Date: 08/06/2002 at 16:02:20
From: Jeaneen Aldridge
Subject: Significant digits/calculating error in measurement

Dr. Math:

related questions.

Suppose you are told that a digital scale measures to the nearest
0.2kg and asked to find the absolute error involved in using the scale
to weigh a cat that weighs 7.4 kg.

It's not clear from the question whether 7.4 is the cat's "true"
weight or the weight given by the scale, but I'm going to assume that
it is the weight given by the scale. The way I figured it, the scale
is in increments of 0.2kg, so the cat's actual weight would fall
between 7.3 and 7.5, making the largest possible value for the
absolute error 0.1 kg. However, my friend says the actual value would
be between 7.2 and 7.6 kg, making the absolute error 0.2 kg.

The next question goes like this: a schoolroom ruler measures lengths
to the nearest millimeter. Find the absolute error in using the ruler
to measure a line of length 0.5 cm.

Here again, I'm assuming that if you can measure to the nearest
millimeter, the actual value (or the measured value; once again it's
not clear which is which) would fall somewhere between 0.45 and
0.55 cm and the absolute error would be .05 cm.

My friend agrees with me on this one, but somehow I feel that we are
both on shaky ground. I need an authoritative answer and explanation.
Hope you can help.

Also, could you explain how to calculate the relative and percent
error in cases like the two given questions, where you don't really
know the "true" value of the quantity? In both questions above, I've
assumed that since the "true" value isn't really known, you would just
determine the greatest distance that the actual value could differ
from the measured value and use that difference as the absolute error.
Every place I've looked defines relative error as the absolute error
divided by the true (or accepted) value. In this case, the true value
is unknown.  So, would you just divide the absolute error by the
measured value?

** Data rows **
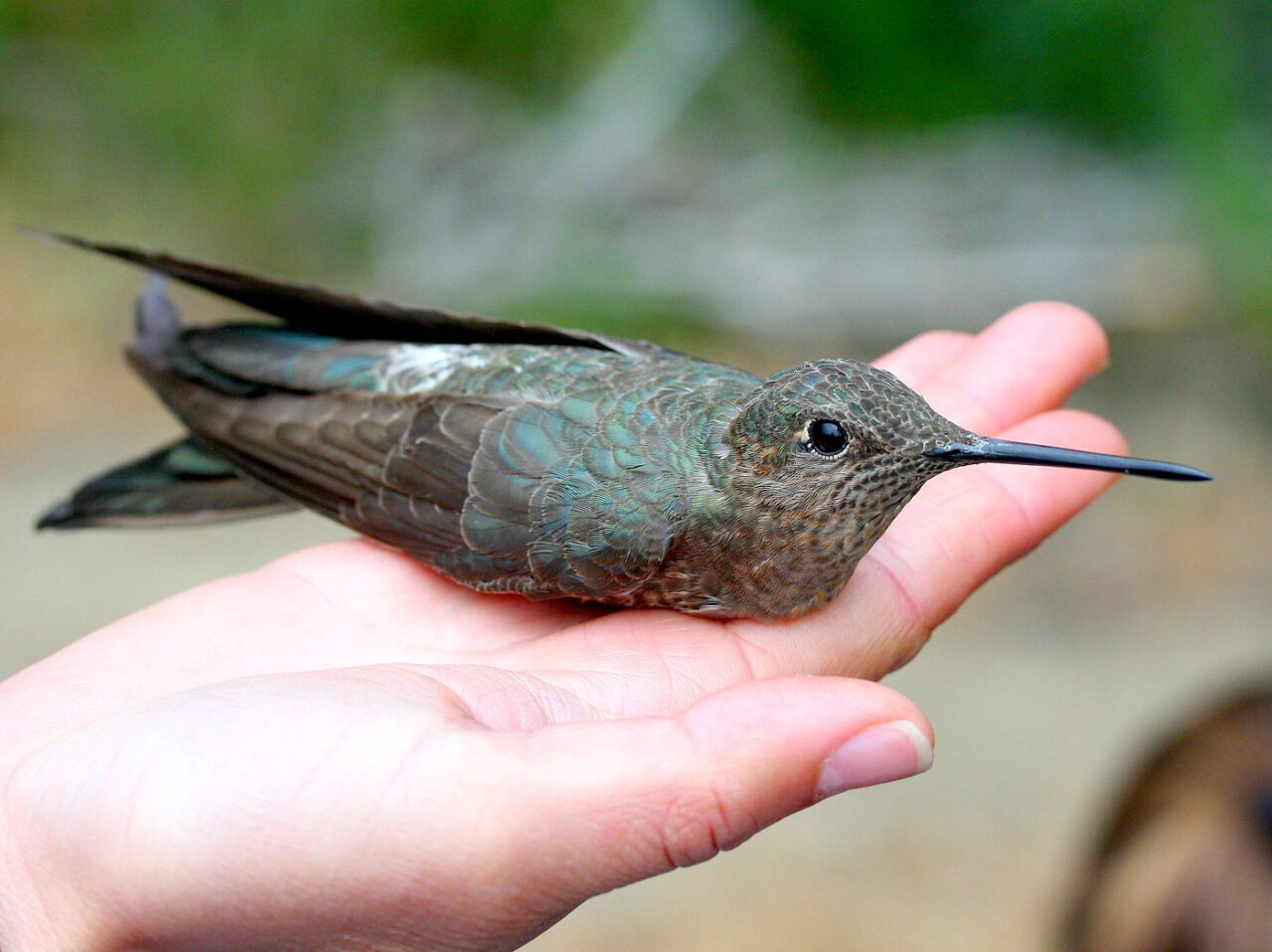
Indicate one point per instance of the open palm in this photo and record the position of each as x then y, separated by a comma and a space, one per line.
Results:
344, 750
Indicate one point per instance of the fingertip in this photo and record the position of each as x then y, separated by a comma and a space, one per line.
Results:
916, 361
1058, 320
1076, 429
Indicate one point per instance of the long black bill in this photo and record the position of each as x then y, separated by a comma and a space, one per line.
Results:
985, 449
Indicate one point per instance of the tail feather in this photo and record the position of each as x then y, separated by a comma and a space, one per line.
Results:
346, 314
181, 484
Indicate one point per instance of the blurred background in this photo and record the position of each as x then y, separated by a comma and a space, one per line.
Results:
761, 182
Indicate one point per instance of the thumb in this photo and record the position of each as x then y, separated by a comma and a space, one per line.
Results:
627, 799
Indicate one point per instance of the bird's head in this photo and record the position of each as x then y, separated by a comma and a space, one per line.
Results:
836, 434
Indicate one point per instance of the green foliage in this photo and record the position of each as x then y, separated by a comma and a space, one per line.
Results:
227, 111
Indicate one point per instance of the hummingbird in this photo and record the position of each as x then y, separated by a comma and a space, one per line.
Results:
530, 459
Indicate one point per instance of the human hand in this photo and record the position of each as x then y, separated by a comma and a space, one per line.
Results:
344, 750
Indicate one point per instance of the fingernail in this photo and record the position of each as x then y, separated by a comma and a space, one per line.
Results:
875, 756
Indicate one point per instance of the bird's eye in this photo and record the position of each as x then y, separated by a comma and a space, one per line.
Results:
827, 436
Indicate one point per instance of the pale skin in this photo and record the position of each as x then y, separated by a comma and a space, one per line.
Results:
346, 751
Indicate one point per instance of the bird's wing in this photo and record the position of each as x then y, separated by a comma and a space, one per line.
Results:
349, 316
514, 488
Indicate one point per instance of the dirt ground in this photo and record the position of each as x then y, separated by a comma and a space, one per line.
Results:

** Brief 1 **
According to the post on measurement error, between which two values does the friend say the cat's actual weight would fall?
** Brief 2 **
Pick out every line of the entries that contains the word "pale".
The post on measurement error and the entries are unrelated to each other.

** Solution 1 **
Between 7.2 and 7.6 kg.

** Solution 2 **
Indicate one point per instance of the pale skin in this photo and record the position of each as x then y, separated by a comma and a space, one per line.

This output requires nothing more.